§ **Requirements**
Everything from the line that contains "Put a point on every instance of the red sock" through the final line of the records should be written out exactly, and nothing outside that span.

§ **Record excerpts**
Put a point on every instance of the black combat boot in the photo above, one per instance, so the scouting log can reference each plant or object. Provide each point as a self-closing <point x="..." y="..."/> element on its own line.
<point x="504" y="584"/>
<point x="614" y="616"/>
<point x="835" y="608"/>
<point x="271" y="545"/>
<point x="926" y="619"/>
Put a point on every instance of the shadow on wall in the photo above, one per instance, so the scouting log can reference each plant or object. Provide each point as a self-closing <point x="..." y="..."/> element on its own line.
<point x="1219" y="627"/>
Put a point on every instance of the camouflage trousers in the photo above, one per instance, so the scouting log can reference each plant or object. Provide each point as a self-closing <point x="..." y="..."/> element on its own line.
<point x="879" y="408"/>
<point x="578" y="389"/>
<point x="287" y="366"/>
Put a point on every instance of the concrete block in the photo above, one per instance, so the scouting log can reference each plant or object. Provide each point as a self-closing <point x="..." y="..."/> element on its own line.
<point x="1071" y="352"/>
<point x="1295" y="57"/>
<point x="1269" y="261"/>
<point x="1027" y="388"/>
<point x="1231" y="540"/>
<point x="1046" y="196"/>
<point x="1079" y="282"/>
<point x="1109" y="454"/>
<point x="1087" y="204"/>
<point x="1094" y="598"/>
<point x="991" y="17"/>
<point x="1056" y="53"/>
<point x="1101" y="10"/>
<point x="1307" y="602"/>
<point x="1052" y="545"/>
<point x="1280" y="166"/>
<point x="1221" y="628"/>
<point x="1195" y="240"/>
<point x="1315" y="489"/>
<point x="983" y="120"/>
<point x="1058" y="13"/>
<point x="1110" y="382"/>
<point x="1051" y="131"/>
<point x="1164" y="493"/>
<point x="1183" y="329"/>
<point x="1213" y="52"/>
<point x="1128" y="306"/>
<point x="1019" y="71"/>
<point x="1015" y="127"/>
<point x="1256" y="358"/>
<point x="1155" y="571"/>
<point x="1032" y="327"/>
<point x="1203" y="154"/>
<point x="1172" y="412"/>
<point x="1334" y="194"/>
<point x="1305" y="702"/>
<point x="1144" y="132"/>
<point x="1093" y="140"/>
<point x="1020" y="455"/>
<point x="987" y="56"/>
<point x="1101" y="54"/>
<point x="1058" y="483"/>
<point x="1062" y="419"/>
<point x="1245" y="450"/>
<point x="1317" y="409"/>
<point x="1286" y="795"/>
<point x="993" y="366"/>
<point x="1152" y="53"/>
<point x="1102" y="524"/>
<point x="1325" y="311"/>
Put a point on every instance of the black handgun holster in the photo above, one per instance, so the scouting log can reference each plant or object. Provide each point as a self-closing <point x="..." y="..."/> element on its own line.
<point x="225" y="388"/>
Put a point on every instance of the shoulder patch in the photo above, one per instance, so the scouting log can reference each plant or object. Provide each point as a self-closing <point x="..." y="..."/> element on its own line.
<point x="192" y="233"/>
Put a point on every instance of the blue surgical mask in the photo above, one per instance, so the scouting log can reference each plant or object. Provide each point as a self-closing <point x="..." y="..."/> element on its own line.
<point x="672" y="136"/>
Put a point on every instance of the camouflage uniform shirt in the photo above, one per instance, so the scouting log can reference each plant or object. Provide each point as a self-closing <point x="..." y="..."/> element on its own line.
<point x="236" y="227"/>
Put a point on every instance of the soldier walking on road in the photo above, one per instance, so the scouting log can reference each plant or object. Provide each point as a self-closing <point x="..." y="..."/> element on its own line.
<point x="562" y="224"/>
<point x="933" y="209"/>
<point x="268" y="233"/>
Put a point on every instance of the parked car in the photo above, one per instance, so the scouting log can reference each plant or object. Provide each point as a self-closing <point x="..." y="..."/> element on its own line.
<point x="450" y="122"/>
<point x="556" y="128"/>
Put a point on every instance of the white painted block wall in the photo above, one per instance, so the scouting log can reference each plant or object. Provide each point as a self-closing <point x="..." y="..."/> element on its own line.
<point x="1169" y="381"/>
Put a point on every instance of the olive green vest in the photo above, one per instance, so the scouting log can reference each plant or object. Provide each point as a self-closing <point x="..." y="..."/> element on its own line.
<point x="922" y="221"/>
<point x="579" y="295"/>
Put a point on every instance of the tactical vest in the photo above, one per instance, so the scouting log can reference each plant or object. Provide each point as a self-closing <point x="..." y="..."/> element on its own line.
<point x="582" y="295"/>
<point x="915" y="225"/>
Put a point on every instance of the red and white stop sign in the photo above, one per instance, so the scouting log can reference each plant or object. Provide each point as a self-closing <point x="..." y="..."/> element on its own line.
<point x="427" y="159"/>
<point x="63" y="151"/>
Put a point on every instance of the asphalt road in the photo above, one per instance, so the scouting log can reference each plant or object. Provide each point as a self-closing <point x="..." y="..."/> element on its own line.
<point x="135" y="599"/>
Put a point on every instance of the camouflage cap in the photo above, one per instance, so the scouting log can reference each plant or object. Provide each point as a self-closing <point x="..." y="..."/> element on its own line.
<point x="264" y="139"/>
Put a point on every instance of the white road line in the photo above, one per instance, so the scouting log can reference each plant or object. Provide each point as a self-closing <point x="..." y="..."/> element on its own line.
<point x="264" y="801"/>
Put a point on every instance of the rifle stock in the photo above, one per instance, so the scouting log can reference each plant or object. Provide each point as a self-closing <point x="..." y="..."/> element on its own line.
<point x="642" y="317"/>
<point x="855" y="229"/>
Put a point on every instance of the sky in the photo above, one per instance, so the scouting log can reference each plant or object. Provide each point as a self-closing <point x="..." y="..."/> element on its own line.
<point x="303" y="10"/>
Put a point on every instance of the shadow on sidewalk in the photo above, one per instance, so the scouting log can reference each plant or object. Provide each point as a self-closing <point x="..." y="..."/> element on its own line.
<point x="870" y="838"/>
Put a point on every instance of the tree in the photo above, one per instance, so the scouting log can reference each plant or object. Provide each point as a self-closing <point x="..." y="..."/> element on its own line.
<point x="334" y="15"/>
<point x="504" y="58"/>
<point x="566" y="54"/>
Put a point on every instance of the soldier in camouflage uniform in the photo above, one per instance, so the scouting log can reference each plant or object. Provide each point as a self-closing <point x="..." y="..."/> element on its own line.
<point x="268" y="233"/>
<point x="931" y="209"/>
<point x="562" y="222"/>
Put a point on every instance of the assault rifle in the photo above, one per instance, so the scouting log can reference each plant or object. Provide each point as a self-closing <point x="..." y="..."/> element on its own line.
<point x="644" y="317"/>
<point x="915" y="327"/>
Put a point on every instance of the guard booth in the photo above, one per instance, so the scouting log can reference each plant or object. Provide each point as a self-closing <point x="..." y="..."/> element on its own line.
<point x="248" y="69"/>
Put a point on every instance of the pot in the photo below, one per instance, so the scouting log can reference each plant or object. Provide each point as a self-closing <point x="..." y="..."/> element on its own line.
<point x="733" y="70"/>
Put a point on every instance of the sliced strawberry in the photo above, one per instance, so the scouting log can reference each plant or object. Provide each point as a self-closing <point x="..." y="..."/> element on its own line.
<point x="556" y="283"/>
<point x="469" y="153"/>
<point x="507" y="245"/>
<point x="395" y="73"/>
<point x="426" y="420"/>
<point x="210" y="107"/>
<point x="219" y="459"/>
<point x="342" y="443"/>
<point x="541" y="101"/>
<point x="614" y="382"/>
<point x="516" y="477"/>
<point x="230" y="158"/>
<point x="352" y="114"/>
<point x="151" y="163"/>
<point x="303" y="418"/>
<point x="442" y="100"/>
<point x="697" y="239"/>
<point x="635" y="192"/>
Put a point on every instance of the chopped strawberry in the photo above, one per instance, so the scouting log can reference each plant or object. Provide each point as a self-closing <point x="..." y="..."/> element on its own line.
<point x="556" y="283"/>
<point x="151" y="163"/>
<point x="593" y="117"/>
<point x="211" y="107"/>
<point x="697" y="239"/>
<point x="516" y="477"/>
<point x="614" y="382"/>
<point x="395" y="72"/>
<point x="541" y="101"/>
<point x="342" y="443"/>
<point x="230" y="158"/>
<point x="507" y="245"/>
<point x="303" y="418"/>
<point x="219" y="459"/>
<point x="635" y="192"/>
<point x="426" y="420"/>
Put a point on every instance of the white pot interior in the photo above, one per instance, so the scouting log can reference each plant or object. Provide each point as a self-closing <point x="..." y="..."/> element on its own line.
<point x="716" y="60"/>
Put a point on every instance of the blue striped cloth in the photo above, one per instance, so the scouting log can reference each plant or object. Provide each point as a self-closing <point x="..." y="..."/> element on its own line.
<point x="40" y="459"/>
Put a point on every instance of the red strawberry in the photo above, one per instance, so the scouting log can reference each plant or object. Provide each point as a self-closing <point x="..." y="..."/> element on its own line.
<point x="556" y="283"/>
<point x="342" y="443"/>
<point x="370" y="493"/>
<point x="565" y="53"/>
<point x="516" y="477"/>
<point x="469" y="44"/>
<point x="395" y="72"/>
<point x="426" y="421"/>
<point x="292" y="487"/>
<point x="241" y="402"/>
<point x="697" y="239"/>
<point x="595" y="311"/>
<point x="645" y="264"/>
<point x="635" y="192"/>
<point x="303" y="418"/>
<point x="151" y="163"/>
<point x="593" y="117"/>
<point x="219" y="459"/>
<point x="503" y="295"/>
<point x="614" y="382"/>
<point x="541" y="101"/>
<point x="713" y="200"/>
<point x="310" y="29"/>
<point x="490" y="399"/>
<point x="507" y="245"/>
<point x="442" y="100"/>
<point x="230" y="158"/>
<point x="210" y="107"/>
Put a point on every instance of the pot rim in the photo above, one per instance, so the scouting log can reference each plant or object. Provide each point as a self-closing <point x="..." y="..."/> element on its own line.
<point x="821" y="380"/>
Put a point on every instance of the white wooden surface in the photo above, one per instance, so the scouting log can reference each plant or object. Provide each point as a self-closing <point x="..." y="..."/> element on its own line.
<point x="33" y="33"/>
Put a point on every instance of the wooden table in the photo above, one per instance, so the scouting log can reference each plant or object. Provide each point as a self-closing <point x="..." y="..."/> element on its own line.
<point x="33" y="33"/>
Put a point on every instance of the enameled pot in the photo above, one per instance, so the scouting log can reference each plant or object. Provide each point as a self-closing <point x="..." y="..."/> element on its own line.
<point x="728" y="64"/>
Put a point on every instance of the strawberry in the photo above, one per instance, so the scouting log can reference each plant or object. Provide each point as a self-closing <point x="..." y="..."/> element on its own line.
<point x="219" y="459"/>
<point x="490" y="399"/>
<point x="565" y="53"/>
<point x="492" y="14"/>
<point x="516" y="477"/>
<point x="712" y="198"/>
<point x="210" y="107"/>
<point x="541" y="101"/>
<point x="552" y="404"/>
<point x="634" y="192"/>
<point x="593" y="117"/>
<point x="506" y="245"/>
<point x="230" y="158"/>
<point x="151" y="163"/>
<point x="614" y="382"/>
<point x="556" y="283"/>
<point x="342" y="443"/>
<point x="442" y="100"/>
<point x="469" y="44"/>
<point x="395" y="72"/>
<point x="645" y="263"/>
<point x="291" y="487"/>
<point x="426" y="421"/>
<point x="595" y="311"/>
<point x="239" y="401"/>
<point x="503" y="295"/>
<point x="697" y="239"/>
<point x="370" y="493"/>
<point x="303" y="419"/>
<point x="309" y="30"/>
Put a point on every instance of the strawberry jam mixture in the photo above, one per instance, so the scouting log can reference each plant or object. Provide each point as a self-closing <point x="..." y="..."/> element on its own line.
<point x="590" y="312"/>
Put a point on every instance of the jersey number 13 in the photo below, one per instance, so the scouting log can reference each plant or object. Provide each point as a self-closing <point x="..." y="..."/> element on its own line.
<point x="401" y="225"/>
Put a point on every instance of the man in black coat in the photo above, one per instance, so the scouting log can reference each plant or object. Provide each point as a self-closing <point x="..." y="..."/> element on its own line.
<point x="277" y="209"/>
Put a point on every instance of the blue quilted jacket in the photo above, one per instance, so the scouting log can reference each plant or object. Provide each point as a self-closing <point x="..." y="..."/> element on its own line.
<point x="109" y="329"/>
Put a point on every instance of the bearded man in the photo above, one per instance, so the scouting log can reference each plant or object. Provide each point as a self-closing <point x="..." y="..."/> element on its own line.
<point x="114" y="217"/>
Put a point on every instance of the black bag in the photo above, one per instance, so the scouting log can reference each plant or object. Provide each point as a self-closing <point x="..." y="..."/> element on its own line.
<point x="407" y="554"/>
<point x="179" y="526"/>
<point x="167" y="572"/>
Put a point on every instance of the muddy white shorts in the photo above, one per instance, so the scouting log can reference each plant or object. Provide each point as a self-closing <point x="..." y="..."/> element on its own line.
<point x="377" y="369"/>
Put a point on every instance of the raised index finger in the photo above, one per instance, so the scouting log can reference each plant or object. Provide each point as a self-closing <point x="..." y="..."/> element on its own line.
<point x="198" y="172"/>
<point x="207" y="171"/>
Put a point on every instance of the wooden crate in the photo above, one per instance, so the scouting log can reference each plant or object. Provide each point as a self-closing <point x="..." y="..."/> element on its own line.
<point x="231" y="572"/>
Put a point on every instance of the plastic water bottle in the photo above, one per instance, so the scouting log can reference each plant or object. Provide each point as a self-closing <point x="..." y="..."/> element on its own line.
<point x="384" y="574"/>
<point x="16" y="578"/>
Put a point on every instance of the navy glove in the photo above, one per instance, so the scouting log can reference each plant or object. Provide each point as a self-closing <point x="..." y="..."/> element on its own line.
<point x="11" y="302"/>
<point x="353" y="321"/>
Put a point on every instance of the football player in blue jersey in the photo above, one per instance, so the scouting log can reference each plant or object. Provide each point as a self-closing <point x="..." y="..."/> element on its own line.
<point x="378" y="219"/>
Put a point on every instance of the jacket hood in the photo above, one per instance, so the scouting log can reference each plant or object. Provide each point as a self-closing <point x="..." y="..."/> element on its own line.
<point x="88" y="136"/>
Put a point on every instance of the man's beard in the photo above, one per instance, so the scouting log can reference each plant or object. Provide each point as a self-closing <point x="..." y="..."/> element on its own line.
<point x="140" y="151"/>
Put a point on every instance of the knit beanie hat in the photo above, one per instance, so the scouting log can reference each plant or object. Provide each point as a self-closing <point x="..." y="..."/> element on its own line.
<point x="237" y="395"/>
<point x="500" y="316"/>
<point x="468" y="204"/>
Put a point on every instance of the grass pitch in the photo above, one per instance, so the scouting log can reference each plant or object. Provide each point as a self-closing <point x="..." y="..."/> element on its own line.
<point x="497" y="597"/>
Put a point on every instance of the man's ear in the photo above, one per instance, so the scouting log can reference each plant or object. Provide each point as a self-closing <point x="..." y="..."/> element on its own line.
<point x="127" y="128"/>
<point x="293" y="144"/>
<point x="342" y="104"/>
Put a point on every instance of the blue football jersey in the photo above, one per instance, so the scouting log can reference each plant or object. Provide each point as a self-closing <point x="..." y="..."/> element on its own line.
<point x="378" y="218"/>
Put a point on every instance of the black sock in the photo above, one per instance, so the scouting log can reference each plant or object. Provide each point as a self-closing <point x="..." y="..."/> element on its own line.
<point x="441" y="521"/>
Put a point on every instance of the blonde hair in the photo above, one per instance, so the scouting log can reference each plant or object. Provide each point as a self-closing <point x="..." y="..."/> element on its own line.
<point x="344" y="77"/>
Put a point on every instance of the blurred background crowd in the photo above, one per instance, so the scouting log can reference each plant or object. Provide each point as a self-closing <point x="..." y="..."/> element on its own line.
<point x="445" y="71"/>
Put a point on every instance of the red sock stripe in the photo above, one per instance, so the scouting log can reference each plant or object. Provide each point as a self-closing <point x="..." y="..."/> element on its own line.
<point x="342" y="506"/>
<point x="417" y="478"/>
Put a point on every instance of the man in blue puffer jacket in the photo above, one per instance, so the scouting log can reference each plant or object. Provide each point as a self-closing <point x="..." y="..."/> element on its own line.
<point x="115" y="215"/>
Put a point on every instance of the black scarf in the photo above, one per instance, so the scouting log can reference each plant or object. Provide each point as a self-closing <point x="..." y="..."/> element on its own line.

§ **Answer below**
Put a point on every instance of the red sock stripe in the photo above, one per instance, so the scouting log can reference each plant or object. Provide each point as a self-closing <point x="..." y="..."/> element on its own line.
<point x="342" y="506"/>
<point x="417" y="478"/>
Put a point on every instance of the man in blue puffer jacket in the photo above, one per instance, so the scouting log can reference each plant or object. Provide each point as a self-closing <point x="..." y="..."/> element on its own line.
<point x="115" y="215"/>
Put a point on every instance of the black scarf in the photo above, one per instance, so the scouting log can reference each plant or object. Provide each point as a self-closing <point x="..." y="..."/> element on its own line.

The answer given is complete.